Problem details
Could you give the material below as a two-column CSV with the columns instruction and points, where each row pairs one instruction with its points and each value sits in a single quoted field with line breaks turned into spaces? Cover all of the material and leave the pictures out.

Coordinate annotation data
________________________

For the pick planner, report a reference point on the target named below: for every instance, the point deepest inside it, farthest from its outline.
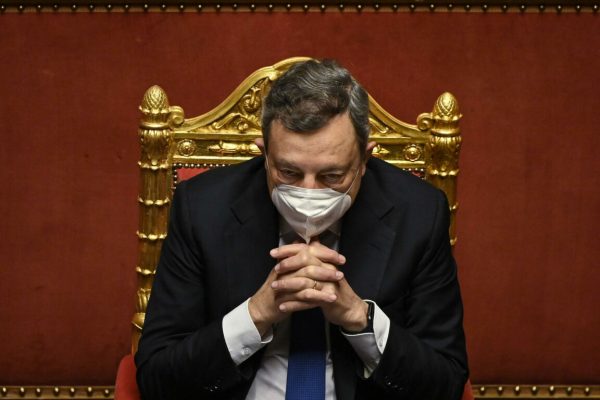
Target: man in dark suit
(311, 272)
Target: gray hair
(310, 94)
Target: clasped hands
(307, 276)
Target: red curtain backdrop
(529, 195)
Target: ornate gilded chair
(174, 148)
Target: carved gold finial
(446, 107)
(443, 149)
(155, 100)
(156, 110)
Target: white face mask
(310, 211)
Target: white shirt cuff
(369, 346)
(241, 336)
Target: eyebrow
(327, 169)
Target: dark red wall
(529, 190)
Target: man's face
(326, 158)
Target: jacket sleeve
(425, 356)
(182, 351)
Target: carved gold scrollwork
(377, 128)
(186, 147)
(380, 152)
(154, 145)
(244, 116)
(424, 121)
(412, 152)
(445, 152)
(227, 148)
(143, 295)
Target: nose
(309, 182)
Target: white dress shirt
(243, 340)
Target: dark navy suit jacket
(216, 255)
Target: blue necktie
(306, 360)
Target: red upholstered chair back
(174, 147)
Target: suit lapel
(366, 239)
(252, 232)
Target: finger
(306, 296)
(318, 273)
(323, 253)
(293, 306)
(294, 284)
(297, 262)
(287, 250)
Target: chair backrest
(174, 147)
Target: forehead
(334, 145)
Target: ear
(369, 149)
(260, 143)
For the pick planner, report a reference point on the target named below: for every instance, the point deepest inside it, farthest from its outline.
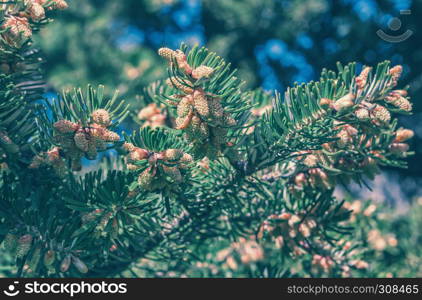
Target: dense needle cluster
(75, 141)
(362, 121)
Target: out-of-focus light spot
(364, 9)
(304, 41)
(330, 46)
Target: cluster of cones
(199, 114)
(152, 115)
(356, 130)
(76, 141)
(159, 169)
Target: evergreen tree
(219, 181)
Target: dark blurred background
(273, 43)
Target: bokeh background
(273, 43)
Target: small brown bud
(344, 102)
(403, 135)
(101, 117)
(202, 72)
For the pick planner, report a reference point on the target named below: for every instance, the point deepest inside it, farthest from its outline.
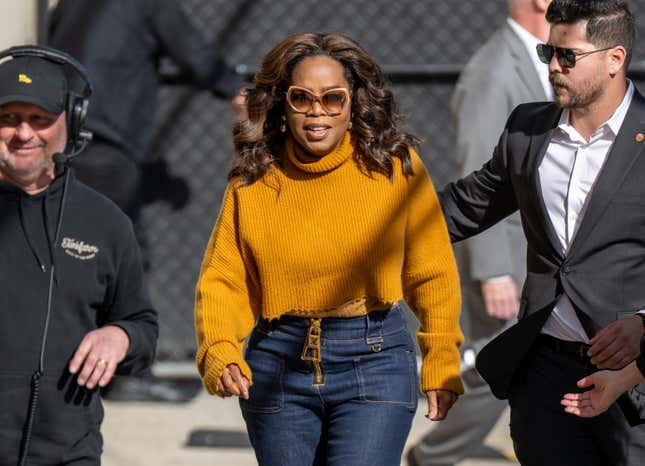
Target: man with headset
(73, 308)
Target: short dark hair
(610, 22)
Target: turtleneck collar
(325, 163)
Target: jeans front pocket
(388, 376)
(266, 394)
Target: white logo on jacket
(79, 249)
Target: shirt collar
(613, 123)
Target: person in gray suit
(501, 75)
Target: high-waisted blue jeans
(362, 412)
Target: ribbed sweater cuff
(217, 358)
(440, 369)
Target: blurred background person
(329, 220)
(122, 43)
(502, 74)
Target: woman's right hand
(232, 382)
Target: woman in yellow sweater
(329, 220)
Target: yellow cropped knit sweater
(320, 235)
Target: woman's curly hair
(376, 134)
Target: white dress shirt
(531, 42)
(568, 174)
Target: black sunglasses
(566, 57)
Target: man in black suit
(573, 170)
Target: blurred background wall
(421, 45)
(19, 23)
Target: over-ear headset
(79, 89)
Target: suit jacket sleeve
(483, 198)
(480, 106)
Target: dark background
(421, 44)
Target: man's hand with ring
(98, 355)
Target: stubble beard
(585, 94)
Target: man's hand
(607, 387)
(595, 401)
(98, 355)
(500, 298)
(232, 382)
(617, 344)
(439, 402)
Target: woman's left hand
(439, 402)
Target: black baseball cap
(34, 80)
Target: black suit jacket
(604, 271)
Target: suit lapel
(620, 159)
(538, 144)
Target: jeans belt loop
(374, 332)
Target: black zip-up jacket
(121, 43)
(98, 281)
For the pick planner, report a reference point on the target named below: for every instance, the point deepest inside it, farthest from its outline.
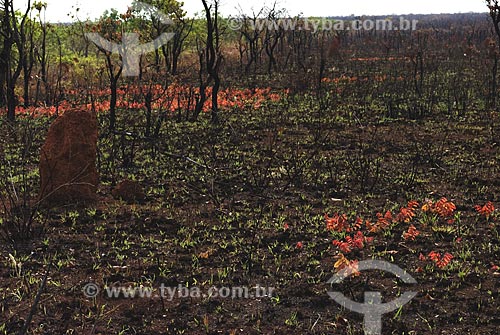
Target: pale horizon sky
(58, 10)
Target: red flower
(337, 223)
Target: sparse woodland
(265, 157)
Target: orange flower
(337, 223)
(411, 234)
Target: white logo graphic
(373, 308)
(131, 50)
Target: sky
(58, 10)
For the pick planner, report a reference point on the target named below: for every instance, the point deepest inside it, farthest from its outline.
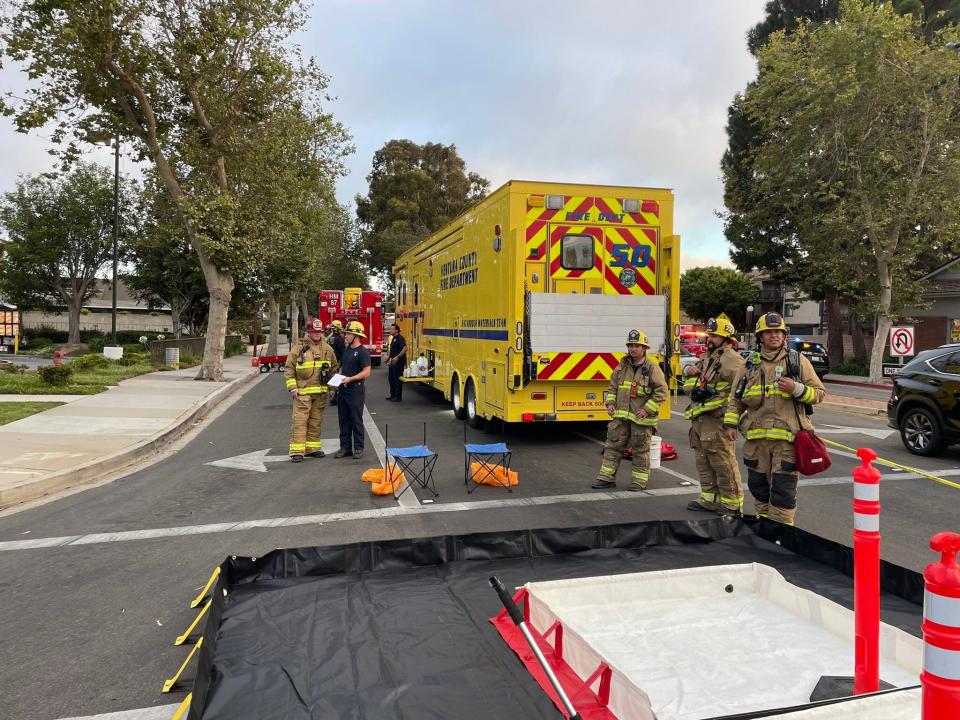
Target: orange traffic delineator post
(866, 589)
(940, 679)
(866, 574)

________________________

Exercise answer
instruction,points
"For the pick planner, report a reference point on the target named below: for every instance, the point deepest inside it, farthest from its outline. Target: man in dark suit","(311, 272)"
"Target: gray hair","(310, 94)"
"Target: clasped hands","(307, 276)"
"Target: red curtain backdrop","(529, 195)"
"Target: ornate gilded chair","(174, 148)"
"Target: carved gold finial","(446, 107) (443, 149) (155, 100) (156, 110)"
"Target: white face mask","(310, 211)"
"Target: white shirt cuff","(369, 346) (241, 336)"
"Target: eyebrow","(327, 169)"
"Target: dark red wall","(529, 190)"
"Target: man's face","(326, 158)"
"Target: jacket sleeve","(425, 356) (182, 351)"
"Target: carved gold scrollwork","(377, 128) (186, 147) (380, 152) (154, 145) (244, 116) (424, 121) (412, 152) (445, 152) (227, 148) (143, 295)"
"Target: nose","(309, 182)"
"Target: white dress shirt","(243, 340)"
"Target: dark navy suit jacket","(216, 255)"
"Target: blue necktie","(306, 360)"
"Target: red upholstered chair back","(174, 147)"
"Target: suit lapel","(366, 239) (252, 232)"
"Target: finger","(306, 296) (318, 273) (323, 253) (293, 306) (294, 284) (297, 262) (287, 250)"
"Target: chair backrest","(174, 147)"
"Target: forehead","(334, 145)"
"Target: ear","(369, 149) (260, 143)"
"For the pick planner, report a reference point on the target named below: for every instance, the point deepest inside it, farthest from its outline. Target: dense needle cluster","(75, 141) (362, 121)"
"Target: out-of-focus light spot","(364, 9) (304, 41) (330, 46)"
"Target: cluster of cones","(199, 114) (152, 115) (356, 130) (76, 141) (159, 169)"
"Target: evergreen tree","(219, 181)"
"Target: dark blurred background","(273, 43)"
"Target: bokeh background","(273, 43)"
"Target: small brown bud","(344, 102) (403, 135) (101, 117) (202, 72)"
"For the pick planner, report a reference point on the target named below: for every instance, the point deepest inside it, farthest from its outline. Target: man with headset","(73, 308)"
"Target: short dark hair","(610, 22)"
"Target: turtleneck collar","(325, 163)"
"Target: jeans front pocket","(388, 376) (266, 394)"
"Target: white logo on jacket","(79, 249)"
"Target: shirt collar","(613, 123)"
"Target: person in gray suit","(501, 75)"
"Target: high-waisted blue jeans","(362, 412)"
"Target: ribbed sweater cuff","(217, 358) (440, 369)"
"Target: blurred background person","(329, 220) (122, 43) (502, 74)"
"Target: woman's right hand","(232, 382)"
"Target: woman in yellow sweater","(329, 220)"
"Target: yellow cropped knit sweater","(320, 235)"
"Target: woman's curly hair","(376, 134)"
"Target: white dress shirt","(531, 42) (568, 174)"
"Target: black sunglasses","(566, 57)"
"Target: man in black suit","(573, 170)"
"Target: blurred background wall","(421, 45) (19, 23)"
"Target: over-ear headset","(79, 89)"
"Target: suit jacket sleeve","(483, 198) (480, 106)"
"Target: dark background","(421, 44)"
"Target: man's hand with ring","(98, 355)"
"Target: stubble beard","(585, 94)"
"Target: man's hand","(607, 387) (595, 401) (98, 355) (500, 298) (232, 382) (617, 344) (439, 402)"
"Target: woman's left hand","(439, 402)"
"Target: black baseball cap","(34, 80)"
"Target: black suit jacket","(604, 271)"
"Target: suit lapel","(620, 159) (538, 144)"
"Target: jeans belt loop","(374, 332)"
"Target: black zip-up jacket","(121, 43) (98, 281)"
"For the pick planner, report a reference point on the target named below: for every instance, the point deepest inside it, farthest from its outline. Target: pale horizon sky","(58, 10)"
"Target: red flower","(337, 223)"
"Target: sparse woodland","(265, 157)"
"Target: orange flower","(337, 223) (411, 234)"
"Target: white logo graphic","(373, 308) (131, 50)"
"Target: sky","(58, 10)"
"For the pick planner, report a reference point on the target named below: for every instance, the point deepest inside it, farthest from its outline. Target: orange traffic delineator post","(866, 589) (940, 679) (866, 574)"